# START OF SUPPLIED MATERIAL

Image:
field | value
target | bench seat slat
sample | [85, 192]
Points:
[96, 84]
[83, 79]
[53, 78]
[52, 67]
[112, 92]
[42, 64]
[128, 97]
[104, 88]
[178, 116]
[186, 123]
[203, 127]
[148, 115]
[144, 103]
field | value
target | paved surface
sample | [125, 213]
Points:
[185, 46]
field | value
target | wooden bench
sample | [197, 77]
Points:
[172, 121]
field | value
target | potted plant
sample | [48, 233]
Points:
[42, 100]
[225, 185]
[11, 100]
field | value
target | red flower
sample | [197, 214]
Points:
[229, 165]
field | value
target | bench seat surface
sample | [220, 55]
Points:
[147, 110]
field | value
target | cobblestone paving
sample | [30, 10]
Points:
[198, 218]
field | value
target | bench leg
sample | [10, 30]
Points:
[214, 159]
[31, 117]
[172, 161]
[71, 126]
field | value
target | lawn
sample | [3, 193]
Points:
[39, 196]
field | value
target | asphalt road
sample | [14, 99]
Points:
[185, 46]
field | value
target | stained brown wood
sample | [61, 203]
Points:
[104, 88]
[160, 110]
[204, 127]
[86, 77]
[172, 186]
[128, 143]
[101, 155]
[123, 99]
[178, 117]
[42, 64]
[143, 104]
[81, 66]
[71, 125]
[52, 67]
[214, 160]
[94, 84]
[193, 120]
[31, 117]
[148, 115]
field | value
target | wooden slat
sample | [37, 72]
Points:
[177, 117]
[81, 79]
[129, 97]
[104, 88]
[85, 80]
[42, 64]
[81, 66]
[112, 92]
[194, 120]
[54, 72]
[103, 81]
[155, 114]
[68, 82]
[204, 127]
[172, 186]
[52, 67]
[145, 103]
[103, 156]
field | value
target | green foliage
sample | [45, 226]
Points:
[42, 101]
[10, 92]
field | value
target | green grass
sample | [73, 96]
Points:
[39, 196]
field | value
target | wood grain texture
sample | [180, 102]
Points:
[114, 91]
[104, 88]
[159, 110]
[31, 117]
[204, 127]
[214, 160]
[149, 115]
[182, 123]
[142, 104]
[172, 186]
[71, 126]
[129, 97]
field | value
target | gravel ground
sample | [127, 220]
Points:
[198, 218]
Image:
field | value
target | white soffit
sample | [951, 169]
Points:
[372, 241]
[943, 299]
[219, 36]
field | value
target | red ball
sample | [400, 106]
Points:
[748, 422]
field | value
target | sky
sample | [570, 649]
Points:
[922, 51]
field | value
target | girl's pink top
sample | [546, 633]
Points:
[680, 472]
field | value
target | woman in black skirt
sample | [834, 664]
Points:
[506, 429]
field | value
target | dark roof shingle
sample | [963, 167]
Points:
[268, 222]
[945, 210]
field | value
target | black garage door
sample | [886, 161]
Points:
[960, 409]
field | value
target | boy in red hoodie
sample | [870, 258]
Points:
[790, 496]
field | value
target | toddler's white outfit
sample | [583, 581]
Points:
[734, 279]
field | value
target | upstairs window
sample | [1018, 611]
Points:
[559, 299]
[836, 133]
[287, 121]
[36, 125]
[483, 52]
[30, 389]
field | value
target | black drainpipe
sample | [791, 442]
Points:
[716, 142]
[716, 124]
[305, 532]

# END OF SUPPLIED MATERIAL

== WHAT TO DO ==
Copy every record exactly as presented.

== SOLUTION TO THIS EXERCISE ==
Image:
field | value
target | bench seat slat
sample | [85, 192]
Points:
[96, 84]
[83, 79]
[53, 78]
[52, 67]
[112, 92]
[42, 64]
[128, 97]
[104, 88]
[178, 116]
[186, 123]
[203, 127]
[148, 115]
[144, 103]
field | value
target | paved surface
sample | [125, 213]
Points:
[185, 46]
field | value
target | wooden bench
sample | [197, 77]
Points:
[172, 121]
field | value
target | potted plant
sample | [48, 233]
Points:
[42, 100]
[225, 185]
[11, 100]
field | value
target | red flower
sample | [197, 214]
Points:
[229, 165]
field | value
target | bench seat surface
sample | [220, 55]
Points:
[147, 110]
field | value
target | cobblestone paving
sample | [30, 10]
Points:
[198, 218]
field | value
target | bench leg
sample | [10, 30]
Points:
[214, 159]
[31, 117]
[172, 161]
[71, 126]
field | value
target | lawn
sample | [3, 193]
Points:
[39, 196]
field | value
target | asphalt road
sample | [14, 99]
Points:
[185, 46]
field | value
target | stained brown wood
sample | [61, 203]
Points:
[104, 88]
[160, 110]
[204, 127]
[86, 77]
[172, 186]
[128, 143]
[101, 155]
[123, 99]
[178, 117]
[42, 64]
[143, 104]
[81, 66]
[71, 125]
[52, 67]
[214, 160]
[94, 84]
[193, 120]
[31, 117]
[148, 115]
field | value
target | wooden slat
sample | [37, 72]
Points:
[177, 117]
[81, 79]
[129, 97]
[104, 88]
[85, 80]
[42, 64]
[81, 66]
[112, 92]
[194, 120]
[54, 72]
[103, 81]
[155, 114]
[68, 82]
[204, 127]
[172, 186]
[52, 67]
[145, 103]
[103, 156]
field | value
target | green foliage
sample | [45, 226]
Points:
[42, 101]
[10, 92]
field | value
target | green grass
sample | [73, 96]
Points:
[39, 196]
field | value
target | wood grain texture
sample | [180, 102]
Points:
[114, 91]
[104, 88]
[159, 110]
[31, 117]
[204, 127]
[214, 160]
[149, 115]
[182, 123]
[142, 104]
[172, 186]
[71, 126]
[129, 97]
field | value
target | gravel ground
sample | [127, 220]
Points:
[198, 218]
Image:
field | value
target | white soffit
sample | [951, 169]
Points:
[372, 241]
[943, 299]
[219, 36]
field | value
target | red ball
sample | [400, 106]
Points:
[748, 422]
field | value
target | sky
sample | [570, 649]
Points:
[922, 51]
field | value
target | girl's pink top
sample | [546, 633]
Points:
[680, 472]
field | value
target | woman in black skirt
sample | [834, 664]
Points:
[506, 429]
field | value
target | dark roof shingle
sample | [963, 167]
Points:
[268, 222]
[945, 210]
field | value
target | black garage door
sample | [886, 161]
Points:
[960, 409]
field | value
target | boy in red hoodie
sample | [870, 258]
Points:
[790, 496]
field | value
target | toddler's white outfit
sample | [583, 581]
Points:
[734, 279]
field | value
target | upstairs window
sample | [1018, 611]
Points:
[559, 299]
[836, 133]
[287, 121]
[36, 125]
[483, 52]
[30, 389]
field | value
target | black drainpipe
sample | [791, 442]
Points:
[716, 142]
[716, 124]
[305, 532]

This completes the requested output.